__Document section__.
-- Begin --

How Can You Build Resilient Micro-services

The micro-service architecture is the state-of-art in the current software development decade. Coding an application, building via a pipeline, packing into a docker and deploying on a docker platform are daily work for the developers and the DevOps-colleagues. They are enjoying the development and deployment independence very much. If a software development project manager says he wants to build up a monolith, he will very probably find no one to support .

Micro-service is not nano-service

But as I observed, the software architects and developers often forget the other important aspect besides the “independence” of the micro-services: resilience, which asks the services for independent running. They decouple the previous monolith vertically and horizontally into “nano-services” which communicate with each other synchronously during run-time. Each shared module is built as a independent service. The services are now just calling each other via REST instead of the direct program function calls.

The consequences of this architecture are:

  1. Failure avalanche: In case one nano-service which is called by one or more other services synchronously crashes, the calling services will not able to work any longer. This would bring a so called avalanche effect, which leads more and more services stop working until most of your business branches strike, even if they have nothing to do with each other in the business point of view.

-- End --

__Information given__.
-- Begin --

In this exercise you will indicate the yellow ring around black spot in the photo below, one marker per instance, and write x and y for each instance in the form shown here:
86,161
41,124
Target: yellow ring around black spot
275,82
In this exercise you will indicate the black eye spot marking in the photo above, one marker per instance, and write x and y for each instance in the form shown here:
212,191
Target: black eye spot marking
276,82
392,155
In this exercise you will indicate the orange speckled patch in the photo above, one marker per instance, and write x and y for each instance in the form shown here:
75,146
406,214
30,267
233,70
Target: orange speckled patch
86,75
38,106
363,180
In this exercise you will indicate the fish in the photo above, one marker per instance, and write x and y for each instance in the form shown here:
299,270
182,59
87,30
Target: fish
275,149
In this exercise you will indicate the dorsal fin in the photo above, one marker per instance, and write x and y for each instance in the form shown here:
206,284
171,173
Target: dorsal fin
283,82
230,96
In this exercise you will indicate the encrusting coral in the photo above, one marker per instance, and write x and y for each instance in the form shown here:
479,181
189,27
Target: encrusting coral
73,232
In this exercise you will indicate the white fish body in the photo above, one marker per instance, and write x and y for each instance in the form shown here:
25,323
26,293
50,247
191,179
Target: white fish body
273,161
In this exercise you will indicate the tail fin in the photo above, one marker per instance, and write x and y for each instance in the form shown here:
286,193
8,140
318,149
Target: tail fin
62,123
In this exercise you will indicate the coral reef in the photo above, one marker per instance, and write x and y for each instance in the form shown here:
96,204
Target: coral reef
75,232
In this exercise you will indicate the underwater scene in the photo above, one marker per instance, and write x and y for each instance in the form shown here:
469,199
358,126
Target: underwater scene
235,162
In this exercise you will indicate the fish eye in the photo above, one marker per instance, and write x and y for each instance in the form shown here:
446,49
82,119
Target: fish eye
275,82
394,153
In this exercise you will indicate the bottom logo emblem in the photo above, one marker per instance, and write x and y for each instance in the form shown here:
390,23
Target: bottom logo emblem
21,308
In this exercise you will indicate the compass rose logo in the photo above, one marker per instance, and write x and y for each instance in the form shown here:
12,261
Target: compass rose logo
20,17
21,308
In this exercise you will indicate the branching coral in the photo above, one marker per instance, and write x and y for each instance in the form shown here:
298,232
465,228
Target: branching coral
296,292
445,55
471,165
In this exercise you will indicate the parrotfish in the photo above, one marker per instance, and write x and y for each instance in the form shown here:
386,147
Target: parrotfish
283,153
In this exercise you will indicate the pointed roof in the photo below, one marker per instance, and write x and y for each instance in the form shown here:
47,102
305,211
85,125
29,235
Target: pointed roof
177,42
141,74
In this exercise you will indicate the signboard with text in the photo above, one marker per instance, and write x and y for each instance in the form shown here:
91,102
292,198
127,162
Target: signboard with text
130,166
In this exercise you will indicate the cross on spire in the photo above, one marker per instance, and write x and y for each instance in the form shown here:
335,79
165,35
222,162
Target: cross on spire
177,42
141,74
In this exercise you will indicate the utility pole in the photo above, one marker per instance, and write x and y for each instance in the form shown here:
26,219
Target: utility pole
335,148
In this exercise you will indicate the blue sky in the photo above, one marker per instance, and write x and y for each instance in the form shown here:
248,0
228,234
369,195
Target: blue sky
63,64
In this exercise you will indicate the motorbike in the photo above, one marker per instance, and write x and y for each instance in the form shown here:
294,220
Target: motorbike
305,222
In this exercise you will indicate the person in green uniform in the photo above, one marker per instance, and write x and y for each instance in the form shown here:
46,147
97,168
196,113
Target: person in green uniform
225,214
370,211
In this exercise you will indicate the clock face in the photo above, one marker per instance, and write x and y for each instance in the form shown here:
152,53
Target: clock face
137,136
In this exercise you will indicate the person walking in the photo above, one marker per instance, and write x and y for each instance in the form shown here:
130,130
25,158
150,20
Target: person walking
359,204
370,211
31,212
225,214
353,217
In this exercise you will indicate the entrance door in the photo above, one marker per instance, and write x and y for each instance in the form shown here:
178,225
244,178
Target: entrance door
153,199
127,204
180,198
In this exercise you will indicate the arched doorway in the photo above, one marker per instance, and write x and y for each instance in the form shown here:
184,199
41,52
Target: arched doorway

-- End --

__Stated goal 1__. Reproduce the passage of the text on resilient micro-services from "The consequences of" to "point of view.".
__Stated goal 2__. Write what comes next in the text on resilient micro-services, picking up after its last sentence.

__Output 1__.
The consequences of this architecture are:

  1. Failure avalanche: In case one nano-service which is called by one or more other services synchronously crashes, the calling services will not able to work any longer. This would bring a so called avalanche effect, which leads more and more services stop working until most of your business branches strike, even if they have nothing to do with each other in the business point of view.

__Output 2__.
  2. Error hideout: In the failing case mentioned above, you would spend hours to find which service actually is the first one who causes the problem. The reason is not just due to the technical logging position, but also because the services are normally owned by different teams! You have to contact all related teams, if you know them occasionally, one by one to ask them what’s going on there.
  3. Performance impact: Each REST-call means client-side serialization, network transferring and server-side de-serialization. The same to the responses, too. Longer the synchronous call chains are, more delays the callers have to expect. Besides, a common solution is that the end user’s identity is sent from front end to back end and some kind of tokens will be generated for further calls. More services are called, more generations and validations of the token will be performed.
  4. Solution compatibility: The nano-services are bound together so tightly, that there exists in fact no branch-independent solution. Each solution you build into the shared services has to be considered, implemented and tested carefully, whether it has any impact on all of branch callers. Each new feature and bug-fix will cost more and more time and budget to cover all needs of the branches. Unfortunately in the real complex projects, you would not even get a complete list of the all callers - worse than the monolith, by which you could at least get the call stack easily. The fatal impact to the business is that, i.e. if the branch A need a new feature, it will perhaps have to wait for a while until an implementation which is compatible to the branch B comes out. That is absolutely waste of time!
  5. Vague Responsibility: The horizontal technical separation of micro-services makes no one team is really responsible for a business process from head to foot. A function call from UI to database may depends several different teams with different domain knowledges.

Resilient Micro-services

Eberhard Wolff mentioned in his presentation “Why micro-service fail” in Software Gathering 2019 Munich three cures for this extreme de-coupling problem:

  1. Do not use share libraries among the micro-services, because if the libraries change, you have to re-deploy all services again (See also my blog https://medium.com/@siweheee/do-we-still-need-team-shared-basis-libraries-in-age-of-micro-services-8641bccf1251).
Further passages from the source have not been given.